PROBLEM STATEMENT ::
Beginning with the line that includes "Labeling batch C. For the image above, tag the white dress" and ending with the last line of the entries below, set down each line exactly; include no pictures.

(Dataset entries)

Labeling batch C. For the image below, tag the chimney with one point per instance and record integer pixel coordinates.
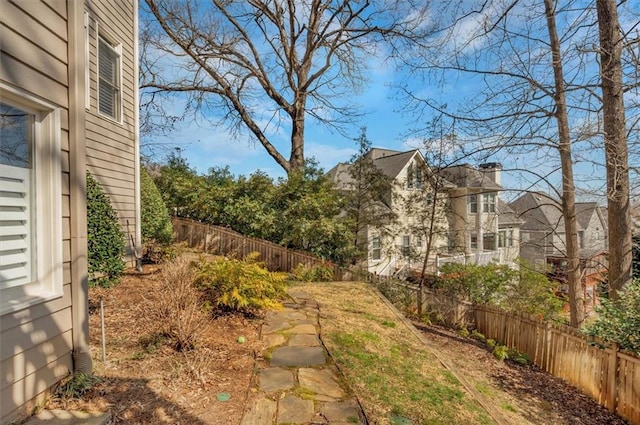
(493, 171)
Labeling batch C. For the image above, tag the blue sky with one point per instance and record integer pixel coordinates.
(205, 146)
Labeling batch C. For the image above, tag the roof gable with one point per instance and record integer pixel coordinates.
(468, 176)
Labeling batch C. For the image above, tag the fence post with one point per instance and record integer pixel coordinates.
(612, 379)
(546, 348)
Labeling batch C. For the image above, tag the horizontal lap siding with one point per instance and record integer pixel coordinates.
(111, 145)
(36, 342)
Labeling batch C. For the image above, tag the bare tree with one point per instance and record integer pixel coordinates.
(574, 281)
(616, 151)
(525, 100)
(265, 66)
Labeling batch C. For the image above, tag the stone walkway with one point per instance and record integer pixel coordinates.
(297, 383)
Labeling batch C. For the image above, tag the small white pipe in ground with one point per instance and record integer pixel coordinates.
(104, 344)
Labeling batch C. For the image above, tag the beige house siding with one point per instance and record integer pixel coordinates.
(37, 341)
(41, 57)
(111, 153)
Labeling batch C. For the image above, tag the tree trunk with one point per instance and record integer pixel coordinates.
(576, 293)
(615, 142)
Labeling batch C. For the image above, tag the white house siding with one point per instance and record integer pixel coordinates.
(36, 342)
(111, 153)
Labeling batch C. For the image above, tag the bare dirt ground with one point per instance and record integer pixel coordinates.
(519, 392)
(144, 381)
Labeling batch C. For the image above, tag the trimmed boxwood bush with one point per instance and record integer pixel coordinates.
(156, 224)
(105, 238)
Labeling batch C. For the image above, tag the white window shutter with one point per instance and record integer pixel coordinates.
(15, 226)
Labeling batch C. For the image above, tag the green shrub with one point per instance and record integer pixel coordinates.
(315, 273)
(478, 336)
(155, 222)
(500, 352)
(464, 332)
(75, 385)
(241, 285)
(105, 238)
(619, 320)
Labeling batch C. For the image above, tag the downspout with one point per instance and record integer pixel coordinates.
(77, 188)
(136, 136)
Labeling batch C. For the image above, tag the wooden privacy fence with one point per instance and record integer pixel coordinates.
(223, 241)
(608, 375)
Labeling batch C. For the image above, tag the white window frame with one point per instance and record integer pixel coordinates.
(116, 48)
(406, 245)
(473, 241)
(376, 248)
(489, 203)
(505, 238)
(46, 199)
(473, 204)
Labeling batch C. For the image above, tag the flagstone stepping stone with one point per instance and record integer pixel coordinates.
(294, 410)
(275, 379)
(275, 324)
(304, 329)
(322, 382)
(341, 411)
(299, 295)
(304, 340)
(262, 412)
(298, 356)
(294, 315)
(272, 340)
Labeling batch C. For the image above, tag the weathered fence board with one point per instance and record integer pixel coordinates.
(222, 241)
(609, 376)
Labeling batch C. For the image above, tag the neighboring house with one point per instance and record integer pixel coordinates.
(635, 220)
(483, 227)
(543, 238)
(471, 223)
(68, 103)
(402, 245)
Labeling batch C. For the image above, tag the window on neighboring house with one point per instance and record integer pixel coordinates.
(489, 241)
(375, 248)
(473, 204)
(30, 201)
(109, 79)
(489, 202)
(505, 238)
(410, 177)
(429, 199)
(406, 245)
(473, 241)
(418, 173)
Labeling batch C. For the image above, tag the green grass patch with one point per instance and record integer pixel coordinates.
(394, 375)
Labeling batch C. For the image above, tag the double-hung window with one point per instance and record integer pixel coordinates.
(473, 204)
(489, 202)
(406, 246)
(375, 248)
(109, 79)
(30, 201)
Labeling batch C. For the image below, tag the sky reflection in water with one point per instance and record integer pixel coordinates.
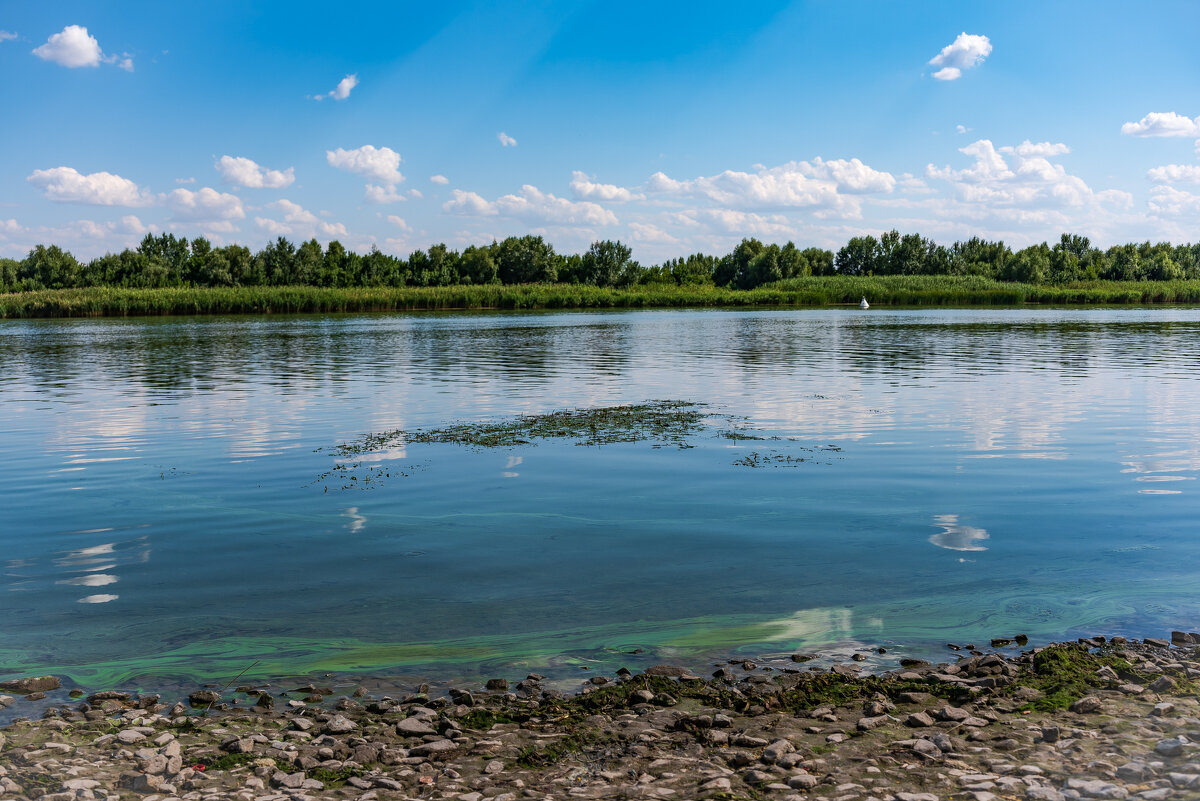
(172, 467)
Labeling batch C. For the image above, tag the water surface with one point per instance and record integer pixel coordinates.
(939, 476)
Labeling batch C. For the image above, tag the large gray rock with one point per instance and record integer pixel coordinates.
(31, 685)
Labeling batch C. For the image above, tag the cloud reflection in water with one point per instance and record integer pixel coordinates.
(955, 536)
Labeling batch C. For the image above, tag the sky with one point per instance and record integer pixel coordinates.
(672, 127)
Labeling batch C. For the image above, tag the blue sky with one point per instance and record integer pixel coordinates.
(675, 127)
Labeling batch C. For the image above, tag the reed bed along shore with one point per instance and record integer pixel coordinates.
(811, 291)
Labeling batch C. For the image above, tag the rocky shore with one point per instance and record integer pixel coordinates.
(1099, 718)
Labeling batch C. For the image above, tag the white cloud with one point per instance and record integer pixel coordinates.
(742, 223)
(827, 187)
(965, 52)
(532, 206)
(383, 194)
(468, 204)
(1163, 124)
(583, 188)
(1030, 182)
(1175, 174)
(73, 47)
(243, 172)
(273, 227)
(850, 175)
(343, 89)
(298, 220)
(379, 164)
(1169, 202)
(1045, 149)
(649, 233)
(67, 185)
(204, 205)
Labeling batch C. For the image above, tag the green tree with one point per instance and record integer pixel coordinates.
(607, 264)
(858, 257)
(526, 260)
(51, 267)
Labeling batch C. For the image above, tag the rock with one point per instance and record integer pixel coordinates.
(803, 782)
(1162, 685)
(340, 724)
(1043, 793)
(670, 670)
(719, 784)
(203, 698)
(237, 745)
(757, 777)
(1097, 789)
(868, 723)
(414, 727)
(436, 748)
(31, 685)
(1170, 747)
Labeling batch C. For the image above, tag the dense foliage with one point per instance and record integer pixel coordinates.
(169, 262)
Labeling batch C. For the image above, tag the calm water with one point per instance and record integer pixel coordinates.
(996, 471)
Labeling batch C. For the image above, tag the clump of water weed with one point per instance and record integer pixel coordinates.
(663, 422)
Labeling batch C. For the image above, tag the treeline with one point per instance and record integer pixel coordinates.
(171, 262)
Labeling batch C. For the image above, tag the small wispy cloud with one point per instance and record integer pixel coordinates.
(343, 89)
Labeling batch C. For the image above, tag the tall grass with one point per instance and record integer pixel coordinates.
(881, 290)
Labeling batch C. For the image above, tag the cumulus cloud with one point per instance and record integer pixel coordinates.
(468, 204)
(967, 50)
(204, 205)
(343, 89)
(243, 172)
(379, 164)
(1163, 124)
(72, 47)
(649, 233)
(532, 206)
(742, 223)
(827, 187)
(298, 218)
(1027, 149)
(67, 185)
(75, 47)
(1175, 174)
(583, 188)
(1169, 202)
(1026, 179)
(383, 194)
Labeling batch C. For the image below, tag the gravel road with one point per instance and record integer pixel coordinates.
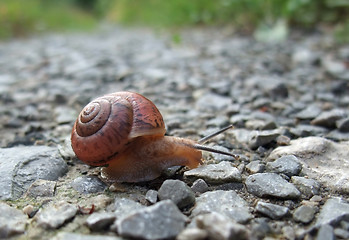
(288, 103)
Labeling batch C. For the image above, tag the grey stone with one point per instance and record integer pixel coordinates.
(302, 130)
(215, 173)
(310, 112)
(288, 232)
(273, 211)
(79, 236)
(12, 221)
(343, 125)
(260, 227)
(338, 136)
(100, 221)
(151, 196)
(227, 203)
(308, 187)
(177, 191)
(64, 114)
(255, 167)
(321, 159)
(212, 101)
(271, 185)
(42, 188)
(88, 184)
(333, 211)
(192, 234)
(341, 233)
(124, 206)
(325, 233)
(219, 226)
(24, 165)
(262, 138)
(304, 214)
(241, 135)
(160, 221)
(199, 186)
(288, 165)
(220, 157)
(328, 119)
(335, 67)
(303, 56)
(55, 215)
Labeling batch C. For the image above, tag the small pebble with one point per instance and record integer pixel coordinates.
(215, 173)
(100, 221)
(272, 210)
(304, 214)
(177, 191)
(271, 185)
(192, 234)
(199, 186)
(151, 196)
(88, 184)
(255, 167)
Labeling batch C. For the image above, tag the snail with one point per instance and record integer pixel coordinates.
(126, 132)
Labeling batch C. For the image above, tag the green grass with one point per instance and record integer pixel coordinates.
(22, 17)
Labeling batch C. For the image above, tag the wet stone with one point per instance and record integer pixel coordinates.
(100, 221)
(219, 226)
(199, 186)
(262, 138)
(42, 188)
(308, 187)
(162, 220)
(24, 165)
(271, 185)
(227, 203)
(341, 233)
(220, 157)
(333, 211)
(55, 215)
(272, 211)
(304, 214)
(310, 112)
(125, 206)
(212, 101)
(151, 196)
(192, 234)
(65, 114)
(12, 221)
(321, 159)
(325, 233)
(177, 191)
(307, 130)
(215, 173)
(255, 167)
(88, 184)
(78, 236)
(328, 119)
(343, 125)
(288, 165)
(260, 227)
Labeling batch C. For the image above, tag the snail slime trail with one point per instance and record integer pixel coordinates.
(126, 132)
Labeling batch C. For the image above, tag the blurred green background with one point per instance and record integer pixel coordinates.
(263, 18)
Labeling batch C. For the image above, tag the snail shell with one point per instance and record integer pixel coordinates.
(109, 123)
(125, 131)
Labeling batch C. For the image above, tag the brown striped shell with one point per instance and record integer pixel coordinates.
(109, 123)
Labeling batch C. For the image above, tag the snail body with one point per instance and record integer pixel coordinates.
(126, 132)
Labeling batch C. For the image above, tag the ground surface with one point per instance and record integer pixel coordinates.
(288, 102)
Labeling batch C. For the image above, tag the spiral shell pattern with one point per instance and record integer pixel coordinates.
(109, 123)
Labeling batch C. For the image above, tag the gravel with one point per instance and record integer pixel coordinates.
(271, 185)
(288, 103)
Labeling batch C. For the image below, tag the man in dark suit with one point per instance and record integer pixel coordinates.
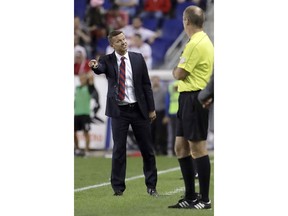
(129, 102)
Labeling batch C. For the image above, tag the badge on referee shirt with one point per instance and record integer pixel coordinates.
(182, 60)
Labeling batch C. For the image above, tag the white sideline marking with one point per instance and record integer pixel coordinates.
(128, 179)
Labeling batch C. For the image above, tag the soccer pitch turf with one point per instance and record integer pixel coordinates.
(93, 195)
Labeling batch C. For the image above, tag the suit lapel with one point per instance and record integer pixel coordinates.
(132, 62)
(114, 63)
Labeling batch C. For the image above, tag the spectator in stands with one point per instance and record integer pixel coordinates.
(80, 61)
(158, 9)
(138, 45)
(96, 23)
(82, 111)
(83, 34)
(201, 3)
(130, 6)
(137, 28)
(116, 19)
(159, 126)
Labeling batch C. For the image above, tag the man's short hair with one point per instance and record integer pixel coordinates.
(195, 16)
(113, 34)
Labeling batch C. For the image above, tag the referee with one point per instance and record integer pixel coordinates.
(193, 72)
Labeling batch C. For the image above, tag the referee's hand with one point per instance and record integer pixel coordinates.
(93, 63)
(152, 116)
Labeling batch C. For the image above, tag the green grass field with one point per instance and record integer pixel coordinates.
(98, 200)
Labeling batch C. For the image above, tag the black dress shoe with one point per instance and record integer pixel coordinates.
(152, 192)
(118, 193)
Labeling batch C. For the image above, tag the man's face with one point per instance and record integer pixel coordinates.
(119, 43)
(137, 23)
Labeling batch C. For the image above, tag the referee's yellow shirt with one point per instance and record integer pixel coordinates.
(197, 59)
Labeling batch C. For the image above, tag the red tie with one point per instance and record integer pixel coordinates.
(121, 90)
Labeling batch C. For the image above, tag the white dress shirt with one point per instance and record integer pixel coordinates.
(129, 85)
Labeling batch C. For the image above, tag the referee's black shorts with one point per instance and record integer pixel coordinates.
(192, 118)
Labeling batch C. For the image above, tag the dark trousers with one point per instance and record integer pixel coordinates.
(142, 131)
(159, 134)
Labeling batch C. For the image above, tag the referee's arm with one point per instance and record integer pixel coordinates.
(179, 73)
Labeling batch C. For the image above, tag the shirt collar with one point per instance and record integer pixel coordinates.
(119, 56)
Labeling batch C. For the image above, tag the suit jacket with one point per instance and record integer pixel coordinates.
(108, 65)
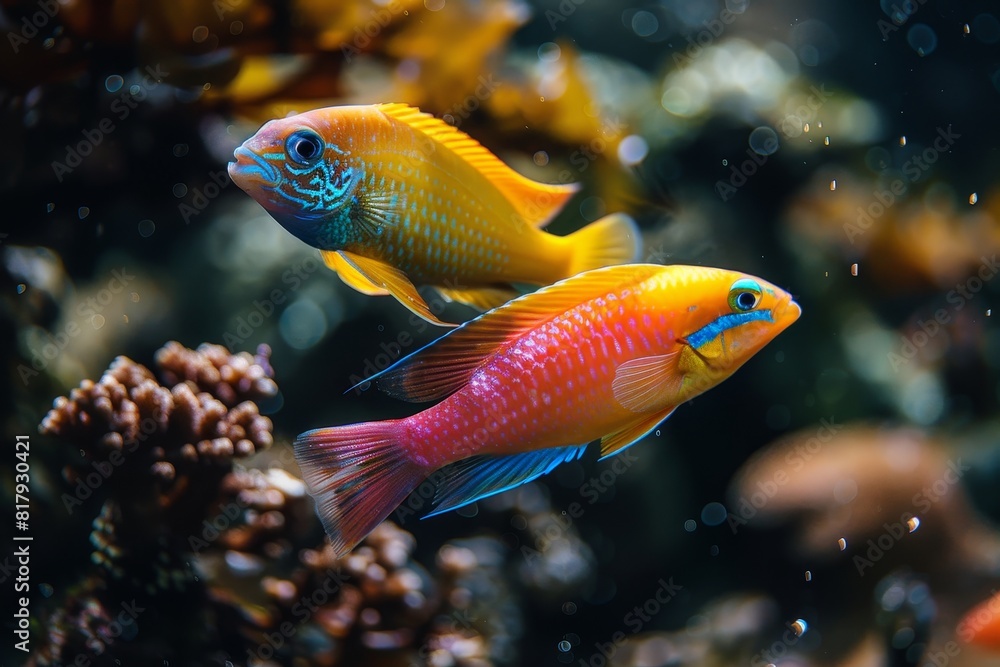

OUTPUT OF THE TASK ::
Labeling batch C. For the image above, tag the white dress shirt with one point per instance and record integer pixel coordinates.
(129, 85)
Labeling batch C. For the image above, tag the referee's black shorts with one point per instance and record integer pixel coordinates.
(192, 118)
Labeling batch C. For the image above, tag the dark trousers with one point per instance and record integer pixel coordinates.
(142, 131)
(159, 134)
Labeling batch C. For the image above, tag the referee's arm with one point per instance and record integer pixel coordinates.
(179, 73)
Labeling batch C. For the image above, tag the shirt collar with one point per instance and record integer pixel coordinates.
(119, 56)
Labeling batch C. For the image above, tag the suit jacket with one point per instance and record integer pixel coordinates.
(108, 65)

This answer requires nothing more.